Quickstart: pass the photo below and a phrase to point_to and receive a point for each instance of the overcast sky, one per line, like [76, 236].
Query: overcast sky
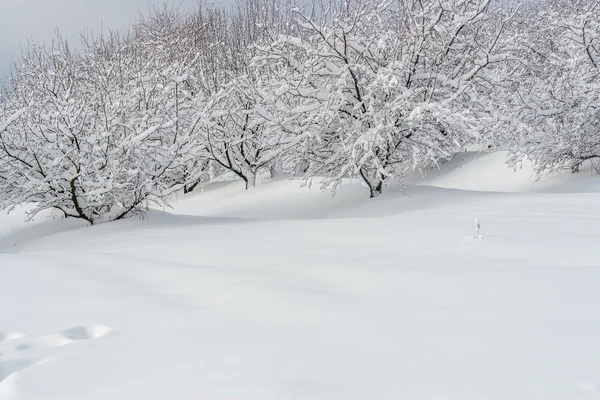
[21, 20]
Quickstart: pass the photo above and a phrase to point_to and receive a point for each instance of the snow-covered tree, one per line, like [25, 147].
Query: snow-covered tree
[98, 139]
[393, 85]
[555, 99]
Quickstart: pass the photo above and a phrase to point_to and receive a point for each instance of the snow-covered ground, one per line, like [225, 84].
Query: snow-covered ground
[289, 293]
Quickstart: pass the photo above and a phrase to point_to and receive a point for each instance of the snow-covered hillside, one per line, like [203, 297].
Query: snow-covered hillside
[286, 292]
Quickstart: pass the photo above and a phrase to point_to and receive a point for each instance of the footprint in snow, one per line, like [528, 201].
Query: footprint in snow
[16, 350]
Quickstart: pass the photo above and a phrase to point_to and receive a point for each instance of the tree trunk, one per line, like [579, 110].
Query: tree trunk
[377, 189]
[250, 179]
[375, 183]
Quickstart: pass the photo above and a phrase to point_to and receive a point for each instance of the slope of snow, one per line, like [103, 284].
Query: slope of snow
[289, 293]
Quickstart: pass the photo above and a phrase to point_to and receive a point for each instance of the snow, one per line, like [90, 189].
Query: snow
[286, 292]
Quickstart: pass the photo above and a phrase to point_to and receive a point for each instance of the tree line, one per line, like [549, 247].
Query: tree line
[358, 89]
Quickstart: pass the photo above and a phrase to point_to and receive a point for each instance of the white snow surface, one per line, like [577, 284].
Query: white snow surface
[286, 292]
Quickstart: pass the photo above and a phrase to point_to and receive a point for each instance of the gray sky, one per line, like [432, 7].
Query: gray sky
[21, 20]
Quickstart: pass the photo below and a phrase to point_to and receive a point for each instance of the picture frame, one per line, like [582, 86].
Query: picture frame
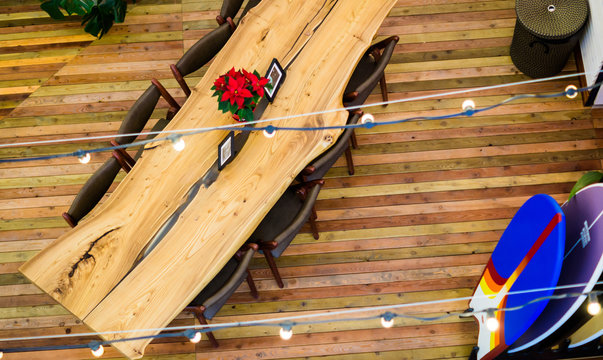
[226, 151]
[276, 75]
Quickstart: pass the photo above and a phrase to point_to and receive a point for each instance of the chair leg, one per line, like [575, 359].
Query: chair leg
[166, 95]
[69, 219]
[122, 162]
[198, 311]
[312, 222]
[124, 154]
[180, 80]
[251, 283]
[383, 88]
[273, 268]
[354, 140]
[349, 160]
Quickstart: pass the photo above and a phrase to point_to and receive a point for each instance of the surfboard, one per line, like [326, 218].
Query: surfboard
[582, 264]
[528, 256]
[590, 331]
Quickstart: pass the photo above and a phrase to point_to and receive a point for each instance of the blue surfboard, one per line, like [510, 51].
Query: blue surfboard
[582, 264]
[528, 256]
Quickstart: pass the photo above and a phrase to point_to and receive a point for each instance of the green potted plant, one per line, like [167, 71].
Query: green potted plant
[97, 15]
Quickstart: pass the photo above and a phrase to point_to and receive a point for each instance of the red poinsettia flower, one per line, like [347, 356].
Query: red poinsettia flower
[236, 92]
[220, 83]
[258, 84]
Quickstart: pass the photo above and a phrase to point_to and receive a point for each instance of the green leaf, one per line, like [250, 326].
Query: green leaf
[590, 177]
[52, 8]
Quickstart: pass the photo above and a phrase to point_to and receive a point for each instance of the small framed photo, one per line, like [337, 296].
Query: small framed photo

━━━━━━━━━━━━━━━━━━━━━━━━━━━━━━

Given problem
Write out all the records again, exactly, minus any pictures.

Task result
Quickstart: pass the photo below and a phrase to point_to and receive a point for each instance of the overcast sky, one per line, like [76, 236].
Query: overcast sky
[21, 20]
Quickstart: pass the photo above and a phrase to point_to and receive a point for each instance of the snow-covered tree, one per line, like [25, 147].
Query: snow-covered tree
[98, 139]
[393, 85]
[555, 99]
Quickstart: pass the photo above and a phrase to point_to and receive a point for each instance of the snow-covered ground, one per line, like [225, 84].
Query: snow-covered ground
[289, 293]
Quickstart: pass the photo above and a phrase to point_to and receive a point for each instance of the snow-covered hillside, one per line, like [203, 297].
Query: snow-covered hillside
[286, 292]
Quickstart: pass the photo above and a phrase to point_to and receive a point for each instance of the footprint in snow, one per line, like [528, 201].
Query: footprint in snow
[16, 350]
Quickstart: pass the photo above and a phrase to point_to and receive a point for each instance of the tree trunk, one per line, like [579, 110].
Query: tree trunk
[377, 189]
[250, 179]
[375, 183]
Quickstart: pass the photo above and a phrase to point_to and receive a point for each instance of the slope of snow, one per line, like [103, 284].
Query: slope of snow
[289, 293]
Quickstart: pass the photo above and a phrase to point_to and receive a point for each instance of the snow, one per line, like [90, 189].
Query: snow
[286, 292]
Quickstart: pass the photo above and a phrase to point_to and receive a point for each instance of the tree line, one per line, like [549, 247].
Query: tree line
[358, 89]
Quickstart: pass the photo above and a phrase to point_to and receive a point for each instance of the white snow surface, one per line, like [577, 284].
Query: white snow surface
[286, 292]
Quickstart: pass the photo above and a phrase to point_to and receive a point for each instance of the gray sky, one per line, like [432, 7].
Query: gray sky
[21, 20]
Quickstart: pass the photo below and a phrase to point_to and receive a point for each instance of the picture frame, one per line, like [582, 86].
Query: picture frame
[226, 151]
[276, 75]
Quickstart: pass the photo above and a phrase to point_to and receive a point for each instance of the chair leg, one per line, like [575, 359].
Query: chair leg
[166, 95]
[69, 219]
[122, 162]
[198, 311]
[312, 222]
[124, 154]
[180, 80]
[251, 283]
[383, 88]
[273, 268]
[354, 140]
[349, 160]
Quickstart: pass the photo above and a phrase to point_to and receive a point for each instance of the surfboard, one per line, like [326, 218].
Query: surfboard
[582, 264]
[528, 256]
[590, 331]
Quickstart: pass the photo above and a phrase to point_to and receive a point for each instance of the blue surfboard, one per line, like [510, 51].
Query: blue surfboard
[582, 264]
[528, 256]
Quickstart: pass the photo above and a phrase to point_to and receive a point for each instance of the green potted plant, one per line, like [167, 71].
Query: green potted plant
[97, 15]
Quickstart: pass the photo above and a phrase to point_to and receive a point for each instance of the red poinsettia flower, one per line, like [347, 356].
Query: red poinsettia flower
[236, 92]
[220, 83]
[258, 84]
Quickstart: pass the photo above and a phrase to point_to and receive a point for each instance of the green leaf, one per line, like [250, 326].
Query: green leaf
[590, 177]
[52, 8]
Quickstart: pass the photo above and a phrase to point_to and receive a point for each instance of the small framed photo, one per line, like [337, 296].
Query: small framed photo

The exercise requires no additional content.